▶ Descrição da tarefa:
Transcreva sem alterações o trecho do texto sobre o trote que vai de "Alegar que o" até "do diploma. Fim.".

▶ Trecho apresentado:
:::::
Muitos dizem que é para “recepcionar”, para fazer amizade, para integração. Convenhamos, nunca vi uma amizade de verdade começar após alguém obrigar o outro a rolar em estrume ou raspar a cabeça. A inviolabilidade das pessoas é assegurada por lei. “Não me toque”, eu digo, e você deve respeitar sob pena de ser punido legalmente. Ninguém que entra na faculdade, aliás, é obrigado a fazer amigos. Alguém me perguntou se eu quero me “enturmar”? Desde quando fazer amigos virou obrigação? Pior, desde quando o nascimento da amizade foi desvirtuado a ponto de começar não com um gesto nobre e educado, mas com sofrimento e dor?
Alegar que o trote é “tradição”, sempre foi feito e por isso é “permitido” não convence. É o argumento dos tolos que só são capazes de repetir o que ouvem, sem refletir ou ponderar se tem sentido ou não o que matracam. A desculpa da tradição é uma tentativa covarde de legitimar atitudes que não se sustentam em seus argumentos. Humilhar outrem apenas porque ele irá entrar na sua faculdade (não é nem na sua turma ou classe!) não faz sentido. Nem mesmo o trote solidário se sustenta. A obrigação do aluno que entrou numa faculdade é manter frequência e notas dentro do que foi estipulado pela instituição até a obtenção do diploma. Fim.
:::::
▶ Dados extraídos:

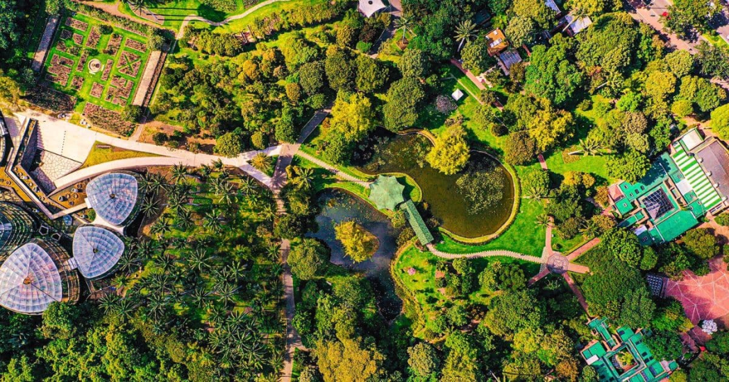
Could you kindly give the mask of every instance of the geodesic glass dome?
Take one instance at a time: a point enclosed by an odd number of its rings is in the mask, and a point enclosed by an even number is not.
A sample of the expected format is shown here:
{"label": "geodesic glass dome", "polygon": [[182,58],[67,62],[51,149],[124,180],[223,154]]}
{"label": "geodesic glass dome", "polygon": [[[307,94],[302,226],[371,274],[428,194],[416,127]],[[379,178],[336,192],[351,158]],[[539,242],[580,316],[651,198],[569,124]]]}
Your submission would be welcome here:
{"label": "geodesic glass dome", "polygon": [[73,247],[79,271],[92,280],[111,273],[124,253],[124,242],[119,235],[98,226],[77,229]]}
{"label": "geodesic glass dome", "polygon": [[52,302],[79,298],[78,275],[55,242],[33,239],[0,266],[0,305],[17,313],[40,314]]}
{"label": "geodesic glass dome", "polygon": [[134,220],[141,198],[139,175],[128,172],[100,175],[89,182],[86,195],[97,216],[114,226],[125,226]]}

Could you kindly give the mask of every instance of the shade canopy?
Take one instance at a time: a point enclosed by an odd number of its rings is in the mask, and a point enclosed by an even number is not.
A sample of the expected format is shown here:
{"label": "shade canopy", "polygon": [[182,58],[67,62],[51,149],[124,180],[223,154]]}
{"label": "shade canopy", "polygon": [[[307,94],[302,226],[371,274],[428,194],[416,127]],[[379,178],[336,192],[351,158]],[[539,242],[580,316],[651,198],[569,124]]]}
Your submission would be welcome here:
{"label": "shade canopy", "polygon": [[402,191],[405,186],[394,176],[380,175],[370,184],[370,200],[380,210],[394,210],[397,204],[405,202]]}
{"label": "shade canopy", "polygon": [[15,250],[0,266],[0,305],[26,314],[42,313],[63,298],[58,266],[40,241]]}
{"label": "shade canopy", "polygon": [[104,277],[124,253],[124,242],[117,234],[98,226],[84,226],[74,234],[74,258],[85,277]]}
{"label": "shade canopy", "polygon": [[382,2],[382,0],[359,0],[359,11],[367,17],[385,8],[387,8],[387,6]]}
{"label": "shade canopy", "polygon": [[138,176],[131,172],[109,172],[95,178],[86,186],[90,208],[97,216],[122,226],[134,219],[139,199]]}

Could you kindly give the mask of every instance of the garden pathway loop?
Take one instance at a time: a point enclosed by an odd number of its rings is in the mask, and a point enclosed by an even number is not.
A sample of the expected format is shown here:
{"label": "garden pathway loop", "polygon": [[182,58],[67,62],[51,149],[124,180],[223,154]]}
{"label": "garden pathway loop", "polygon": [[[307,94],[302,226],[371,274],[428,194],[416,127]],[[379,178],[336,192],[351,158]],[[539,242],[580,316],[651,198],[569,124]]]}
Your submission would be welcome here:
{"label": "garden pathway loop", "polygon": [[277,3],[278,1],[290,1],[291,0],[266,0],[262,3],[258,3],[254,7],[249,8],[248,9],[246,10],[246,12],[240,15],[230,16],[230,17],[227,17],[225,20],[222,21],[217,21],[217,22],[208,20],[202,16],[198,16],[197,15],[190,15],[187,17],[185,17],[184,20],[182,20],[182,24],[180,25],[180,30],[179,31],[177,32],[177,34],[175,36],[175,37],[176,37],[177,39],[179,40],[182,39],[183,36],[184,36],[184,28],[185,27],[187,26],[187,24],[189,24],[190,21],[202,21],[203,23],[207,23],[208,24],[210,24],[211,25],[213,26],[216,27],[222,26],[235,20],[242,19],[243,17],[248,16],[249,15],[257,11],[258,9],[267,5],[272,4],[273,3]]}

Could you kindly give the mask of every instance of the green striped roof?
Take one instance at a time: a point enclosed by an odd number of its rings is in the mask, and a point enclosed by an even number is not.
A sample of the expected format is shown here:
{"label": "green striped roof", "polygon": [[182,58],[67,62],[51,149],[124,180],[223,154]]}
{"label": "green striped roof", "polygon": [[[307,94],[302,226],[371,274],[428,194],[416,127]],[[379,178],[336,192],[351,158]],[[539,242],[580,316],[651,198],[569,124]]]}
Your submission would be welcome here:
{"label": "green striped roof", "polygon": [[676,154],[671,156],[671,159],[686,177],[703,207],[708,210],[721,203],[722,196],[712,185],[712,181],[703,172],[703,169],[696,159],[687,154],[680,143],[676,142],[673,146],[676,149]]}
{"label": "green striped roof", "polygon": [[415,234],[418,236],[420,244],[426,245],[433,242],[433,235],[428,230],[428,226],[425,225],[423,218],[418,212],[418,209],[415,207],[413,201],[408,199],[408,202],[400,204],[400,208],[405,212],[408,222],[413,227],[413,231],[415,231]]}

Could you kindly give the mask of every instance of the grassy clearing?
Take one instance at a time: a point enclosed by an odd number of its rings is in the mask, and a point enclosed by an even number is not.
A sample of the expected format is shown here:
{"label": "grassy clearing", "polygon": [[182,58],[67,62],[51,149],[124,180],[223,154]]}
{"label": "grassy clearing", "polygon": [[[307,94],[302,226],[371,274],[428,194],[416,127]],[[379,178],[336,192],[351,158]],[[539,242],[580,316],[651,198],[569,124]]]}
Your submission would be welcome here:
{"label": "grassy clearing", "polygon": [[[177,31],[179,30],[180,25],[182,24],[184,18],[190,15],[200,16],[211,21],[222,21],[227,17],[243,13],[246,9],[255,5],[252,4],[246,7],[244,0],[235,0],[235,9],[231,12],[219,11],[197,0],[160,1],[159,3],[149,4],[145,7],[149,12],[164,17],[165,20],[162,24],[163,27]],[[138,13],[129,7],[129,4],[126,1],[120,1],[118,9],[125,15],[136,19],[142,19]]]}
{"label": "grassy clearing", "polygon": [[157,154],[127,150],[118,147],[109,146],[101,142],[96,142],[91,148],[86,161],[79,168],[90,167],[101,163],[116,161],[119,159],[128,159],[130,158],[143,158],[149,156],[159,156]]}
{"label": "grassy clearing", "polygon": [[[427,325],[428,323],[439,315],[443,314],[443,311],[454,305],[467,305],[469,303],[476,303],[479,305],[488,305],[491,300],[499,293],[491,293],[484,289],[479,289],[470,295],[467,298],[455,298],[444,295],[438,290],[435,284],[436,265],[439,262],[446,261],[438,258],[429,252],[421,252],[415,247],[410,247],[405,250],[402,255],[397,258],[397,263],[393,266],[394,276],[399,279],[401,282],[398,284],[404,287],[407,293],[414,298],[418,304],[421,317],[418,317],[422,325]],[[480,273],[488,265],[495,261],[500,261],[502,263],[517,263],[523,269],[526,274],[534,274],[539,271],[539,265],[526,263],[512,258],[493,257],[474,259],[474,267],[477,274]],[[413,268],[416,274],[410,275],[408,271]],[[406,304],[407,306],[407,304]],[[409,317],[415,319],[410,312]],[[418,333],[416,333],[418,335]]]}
:::::
▶ Resultado da tarefa:
Alegar que o trote é “tradição”, sempre foi feito e por isso é “permitido” não convence. É o argumento dos tolos que só são capazes de repetir o que ouvem, sem refletir ou ponderar se tem sentido ou não o que matracam. A desculpa da tradição é uma tentativa covarde de legitimar atitudes que não se sustentam em seus argumentos. Humilhar outrem apenas porque ele irá entrar na sua faculdade (não é nem na sua turma ou classe!) não faz sentido. Nem mesmo o trote solidário se sustenta. A obrigação do aluno que entrou numa faculdade é manter frequência e notas dentro do que foi estipulado pela instituição até a obtenção do diploma. Fim.